» TASKS
**1.** Answer these from the passage on baseball rule changes:
(a) Who is named as the head of the union?
(b) How much notice must management give before it can change playing rules without the union's agreement?
(c) On what day did Manfred speak at a news conference?
**2.** Translate this sentence from the passage on baseball rule changes into Spanish: "With the one year of notice, management can make changes on its own."
**3.** Reproduce the passage on baseball rule changes word for word, from "Union head Tony" up to and including "on its own.".

» SOURCE TEXT
Union head Tony Clark said last weekend he did not foresee players agreeing to proposed changes for 2017. Under baseball's collective bargaining agreement, management can alter playing rules only with agreement from the union - unless it gives one year notice. With the one year of notice, management can make changes on its own.

"Unfortunately it now appears that there really won't be any meaningful change for the 2017 season due to a lack of cooperation from the MLBPA," Manfred said Tuesday during a news conference. "I've tried to be clear that our game is fundamentally sound, that it does not need to be fixed as some people have suggested, and I think last season was the kind of demonstration of the potential of our league to captivate the nation and of the game's unique place in American culture."

Yet, he also added: "I believe it's a mistake to stick our head in the sand and ignore the fact that our game has changed and continues to change."

» DATA EXCERPTS
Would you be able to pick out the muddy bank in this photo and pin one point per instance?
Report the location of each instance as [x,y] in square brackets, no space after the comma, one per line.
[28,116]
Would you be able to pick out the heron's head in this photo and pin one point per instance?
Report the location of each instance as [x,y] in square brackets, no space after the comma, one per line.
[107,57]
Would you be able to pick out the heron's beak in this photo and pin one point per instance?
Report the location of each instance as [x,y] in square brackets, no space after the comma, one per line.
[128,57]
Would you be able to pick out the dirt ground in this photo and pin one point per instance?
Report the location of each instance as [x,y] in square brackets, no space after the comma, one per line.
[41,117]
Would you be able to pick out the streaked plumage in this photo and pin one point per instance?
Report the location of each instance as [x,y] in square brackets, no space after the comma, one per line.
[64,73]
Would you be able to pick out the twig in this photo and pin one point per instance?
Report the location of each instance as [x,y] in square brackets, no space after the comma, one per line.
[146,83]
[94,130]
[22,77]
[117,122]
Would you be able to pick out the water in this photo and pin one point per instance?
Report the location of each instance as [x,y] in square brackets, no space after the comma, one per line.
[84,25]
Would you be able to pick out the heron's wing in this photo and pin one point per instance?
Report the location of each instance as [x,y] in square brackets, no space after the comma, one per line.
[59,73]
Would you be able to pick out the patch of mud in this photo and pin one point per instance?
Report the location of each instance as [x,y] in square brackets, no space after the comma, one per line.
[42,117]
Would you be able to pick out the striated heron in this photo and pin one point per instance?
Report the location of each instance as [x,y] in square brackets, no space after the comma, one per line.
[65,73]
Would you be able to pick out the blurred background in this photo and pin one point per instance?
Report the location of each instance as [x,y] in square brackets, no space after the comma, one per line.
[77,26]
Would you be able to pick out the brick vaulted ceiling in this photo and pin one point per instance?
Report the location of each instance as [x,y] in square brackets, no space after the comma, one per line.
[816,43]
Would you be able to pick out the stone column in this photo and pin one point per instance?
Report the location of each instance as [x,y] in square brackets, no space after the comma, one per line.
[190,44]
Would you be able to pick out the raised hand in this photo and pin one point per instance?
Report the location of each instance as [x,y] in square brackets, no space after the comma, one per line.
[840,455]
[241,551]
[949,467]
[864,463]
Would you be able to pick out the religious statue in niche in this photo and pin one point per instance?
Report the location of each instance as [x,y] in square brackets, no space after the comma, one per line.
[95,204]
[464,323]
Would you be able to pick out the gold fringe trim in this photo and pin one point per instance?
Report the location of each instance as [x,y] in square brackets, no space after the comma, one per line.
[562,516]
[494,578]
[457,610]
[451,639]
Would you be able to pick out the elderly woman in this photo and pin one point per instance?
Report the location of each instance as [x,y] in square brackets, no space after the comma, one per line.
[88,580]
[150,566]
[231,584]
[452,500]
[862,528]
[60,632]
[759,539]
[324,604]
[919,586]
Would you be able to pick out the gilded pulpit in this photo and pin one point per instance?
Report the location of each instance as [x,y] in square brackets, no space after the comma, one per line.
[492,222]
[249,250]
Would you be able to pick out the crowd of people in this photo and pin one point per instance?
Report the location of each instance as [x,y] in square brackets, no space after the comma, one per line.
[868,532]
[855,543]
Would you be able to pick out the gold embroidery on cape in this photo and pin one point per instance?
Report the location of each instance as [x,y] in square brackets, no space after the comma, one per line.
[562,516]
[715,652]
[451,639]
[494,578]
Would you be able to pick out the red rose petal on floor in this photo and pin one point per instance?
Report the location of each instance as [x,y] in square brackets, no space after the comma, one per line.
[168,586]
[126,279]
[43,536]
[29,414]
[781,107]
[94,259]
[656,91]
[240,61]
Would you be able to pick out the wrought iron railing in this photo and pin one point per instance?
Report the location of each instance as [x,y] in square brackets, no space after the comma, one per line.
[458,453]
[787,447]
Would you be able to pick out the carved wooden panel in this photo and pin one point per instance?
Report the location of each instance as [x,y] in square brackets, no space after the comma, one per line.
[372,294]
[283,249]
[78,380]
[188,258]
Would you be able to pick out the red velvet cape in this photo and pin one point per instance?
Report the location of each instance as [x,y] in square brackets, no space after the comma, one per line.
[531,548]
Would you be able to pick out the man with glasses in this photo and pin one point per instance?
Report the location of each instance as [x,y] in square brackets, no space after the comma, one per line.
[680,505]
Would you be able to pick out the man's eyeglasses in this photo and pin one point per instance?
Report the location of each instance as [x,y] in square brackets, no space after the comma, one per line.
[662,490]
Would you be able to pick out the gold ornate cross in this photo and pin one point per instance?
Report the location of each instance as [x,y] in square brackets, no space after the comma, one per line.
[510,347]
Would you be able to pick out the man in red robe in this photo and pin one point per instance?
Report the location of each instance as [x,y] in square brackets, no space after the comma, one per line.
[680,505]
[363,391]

» ANSWER SET
**1.**
(a) Tony Clark
(b) One year
(c) Tuesday

**2.** Con el aviso de un año, la dirección puede hacer cambios por su cuenta.

**3.**
Union head Tony Clark said last weekend he did not foresee players agreeing to proposed changes for 2017. Under baseball's collective bargaining agreement, management can alter playing rules only with agreement from the union - unless it gives one year notice. With the one year of notice, management can make changes on its own.